▶ [EXERCISE INSTRUCTIONS]
Collect each line below that contains the word "grass" and copy those lines out in full.

━━ DATA TO PROCESS ━━

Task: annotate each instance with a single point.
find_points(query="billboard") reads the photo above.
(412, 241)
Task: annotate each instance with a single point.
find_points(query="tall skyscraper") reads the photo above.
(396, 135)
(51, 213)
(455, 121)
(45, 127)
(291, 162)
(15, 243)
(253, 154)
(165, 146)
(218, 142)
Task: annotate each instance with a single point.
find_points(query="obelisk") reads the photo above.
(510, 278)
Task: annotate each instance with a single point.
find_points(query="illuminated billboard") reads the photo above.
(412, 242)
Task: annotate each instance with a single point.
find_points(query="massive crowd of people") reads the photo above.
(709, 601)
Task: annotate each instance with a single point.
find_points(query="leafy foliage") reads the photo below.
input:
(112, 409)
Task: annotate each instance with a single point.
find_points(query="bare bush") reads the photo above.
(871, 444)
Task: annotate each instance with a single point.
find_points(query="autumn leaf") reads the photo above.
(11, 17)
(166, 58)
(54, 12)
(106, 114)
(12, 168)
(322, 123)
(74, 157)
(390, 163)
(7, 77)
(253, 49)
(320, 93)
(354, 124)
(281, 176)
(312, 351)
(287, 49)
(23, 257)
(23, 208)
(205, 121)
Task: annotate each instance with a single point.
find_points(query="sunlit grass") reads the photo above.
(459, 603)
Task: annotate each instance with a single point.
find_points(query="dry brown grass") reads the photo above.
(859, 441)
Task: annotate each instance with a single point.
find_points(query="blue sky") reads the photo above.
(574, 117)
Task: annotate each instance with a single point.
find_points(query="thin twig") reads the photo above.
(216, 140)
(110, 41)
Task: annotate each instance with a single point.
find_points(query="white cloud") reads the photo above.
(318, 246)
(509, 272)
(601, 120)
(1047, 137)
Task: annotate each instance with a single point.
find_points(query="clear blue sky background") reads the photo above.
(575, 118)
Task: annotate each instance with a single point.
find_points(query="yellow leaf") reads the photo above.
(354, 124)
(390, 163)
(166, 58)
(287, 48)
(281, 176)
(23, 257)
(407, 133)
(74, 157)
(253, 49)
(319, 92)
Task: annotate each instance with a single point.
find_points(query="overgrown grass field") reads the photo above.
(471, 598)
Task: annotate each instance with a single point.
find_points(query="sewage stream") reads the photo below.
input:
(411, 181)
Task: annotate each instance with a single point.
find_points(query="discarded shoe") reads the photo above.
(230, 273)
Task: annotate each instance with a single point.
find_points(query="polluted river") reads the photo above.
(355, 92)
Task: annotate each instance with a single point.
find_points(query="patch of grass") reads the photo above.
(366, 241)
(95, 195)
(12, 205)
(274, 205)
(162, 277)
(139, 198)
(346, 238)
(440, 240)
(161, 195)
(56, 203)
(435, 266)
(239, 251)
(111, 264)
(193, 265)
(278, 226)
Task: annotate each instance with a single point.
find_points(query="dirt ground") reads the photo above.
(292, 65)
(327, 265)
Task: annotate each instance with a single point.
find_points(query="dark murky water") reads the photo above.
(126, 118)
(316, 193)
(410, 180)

━━━

▶ [OUTPUT BELOW]
find_points(query="sunlit grass") reads the photo above.
find_points(query="dry brown grass") reads the photo above.
find_points(query="overgrown grass field") reads the photo above.
find_points(query="patch of grass") reads the photo above.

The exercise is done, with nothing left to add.